◆ EXERCISE TASK
Quote all of the data below exactly, please.

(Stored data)
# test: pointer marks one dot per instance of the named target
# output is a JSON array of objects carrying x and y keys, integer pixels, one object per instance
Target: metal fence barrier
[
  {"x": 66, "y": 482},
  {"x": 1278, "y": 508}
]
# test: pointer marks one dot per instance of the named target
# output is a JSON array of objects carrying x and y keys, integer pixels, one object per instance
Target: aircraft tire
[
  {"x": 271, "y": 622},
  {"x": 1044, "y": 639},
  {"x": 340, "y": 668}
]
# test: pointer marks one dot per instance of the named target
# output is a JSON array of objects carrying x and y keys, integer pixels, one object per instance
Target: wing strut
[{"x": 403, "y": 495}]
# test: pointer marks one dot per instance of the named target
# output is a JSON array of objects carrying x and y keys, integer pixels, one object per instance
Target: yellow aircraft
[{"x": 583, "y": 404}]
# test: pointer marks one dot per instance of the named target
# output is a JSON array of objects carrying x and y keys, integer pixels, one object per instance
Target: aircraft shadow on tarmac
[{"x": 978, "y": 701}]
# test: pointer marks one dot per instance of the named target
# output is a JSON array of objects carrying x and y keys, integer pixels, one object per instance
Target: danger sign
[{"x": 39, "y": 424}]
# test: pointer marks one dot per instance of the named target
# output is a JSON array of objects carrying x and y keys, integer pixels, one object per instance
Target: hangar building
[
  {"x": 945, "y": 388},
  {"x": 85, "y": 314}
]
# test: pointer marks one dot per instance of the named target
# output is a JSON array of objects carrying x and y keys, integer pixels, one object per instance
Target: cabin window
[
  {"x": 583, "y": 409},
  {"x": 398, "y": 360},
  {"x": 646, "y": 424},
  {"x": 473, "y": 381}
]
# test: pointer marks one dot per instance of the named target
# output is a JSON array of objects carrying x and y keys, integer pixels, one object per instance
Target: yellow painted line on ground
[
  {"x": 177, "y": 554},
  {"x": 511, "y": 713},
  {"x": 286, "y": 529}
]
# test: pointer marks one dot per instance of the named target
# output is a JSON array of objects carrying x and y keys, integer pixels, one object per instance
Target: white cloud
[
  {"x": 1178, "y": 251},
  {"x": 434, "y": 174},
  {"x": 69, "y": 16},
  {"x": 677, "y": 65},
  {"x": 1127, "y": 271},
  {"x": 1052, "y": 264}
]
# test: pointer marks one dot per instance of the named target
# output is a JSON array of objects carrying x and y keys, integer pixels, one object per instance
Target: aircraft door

◆ RESPONSE FOR THIS EXERCISE
# test: pointer marks one dot per instance of the named target
# output is a JSON array of objects carrying x and y keys, integer pixels, one object per instance
Target: metal fence barrier
[
  {"x": 66, "y": 482},
  {"x": 1278, "y": 508}
]
# test: pointer marks one dot per instance of the named target
# output is a JSON array of objects carrying x and y keys, integer pixels, one object per instance
Target: aircraft tire
[
  {"x": 271, "y": 622},
  {"x": 1044, "y": 639},
  {"x": 340, "y": 668}
]
# test: pointer marks one dot per instance of the named target
# output is a JSON array of objects carrying x and y keys, integer pixels, one object per instance
Target: wing strut
[{"x": 403, "y": 495}]
# test: pointer marks one dot per instance of the named target
# output is a JSON array of objects carrying x and y keys, integer pixels, one object per instance
Target: yellow aircraft
[{"x": 583, "y": 404}]
# test: pointer marks one dot per instance of the named target
# output is a JSON array of objects carrying x and y keys, integer pixels, one object per instance
Target: aircraft shadow on tarmac
[{"x": 978, "y": 701}]
# test: pointer marks one dot per instance of the named target
# output is a JSON array of objects carrying x and y keys, integer pixels, one object per instance
Target: danger sign
[{"x": 39, "y": 424}]
# test: pointer marks one dot per instance of the named target
# output is a JSON array of objects carrying x and y keys, integer pixels, one object per instance
Target: hangar building
[
  {"x": 945, "y": 388},
  {"x": 85, "y": 314}
]
# test: pointer marks one dot per instance of the named target
# output is a JSON array of objects carrying x and y keys, integer pixels, one object per instance
Target: cabin window
[
  {"x": 583, "y": 409},
  {"x": 398, "y": 360},
  {"x": 646, "y": 424},
  {"x": 473, "y": 381}
]
# test: pointer marks one dot per instance of the named target
# output is a JSON array of objects carrying x and y keys, integer pixels, one object per instance
Target: yellow painted line on ground
[
  {"x": 177, "y": 554},
  {"x": 511, "y": 713},
  {"x": 286, "y": 529}
]
# test: pointer marks one dot per instance of the named target
# output is a JSON array of objects carrying x and y keys, integer pixels, one object per instance
Target: white cloud
[
  {"x": 1178, "y": 251},
  {"x": 434, "y": 174},
  {"x": 69, "y": 16},
  {"x": 677, "y": 65},
  {"x": 1127, "y": 271},
  {"x": 1052, "y": 264}
]
# test: pointer marks one dot per instance of the named target
# output is a JSON array of objects carrying x and y keys, integer pixels, one object per instance
Target: aircraft door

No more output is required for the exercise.